Object position labeling entries:
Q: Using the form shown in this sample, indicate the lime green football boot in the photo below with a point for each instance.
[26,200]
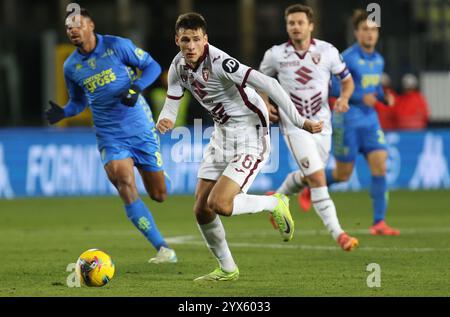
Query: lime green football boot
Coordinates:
[219,275]
[283,217]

= Short problem =
Copy out the records above again word for word, skipping the pictures.

= Reply =
Q: Using the form shown in this sample, indicate the lime green football boot in the photo below with a point for each instance.
[26,200]
Query: lime green football boot
Coordinates:
[219,275]
[283,217]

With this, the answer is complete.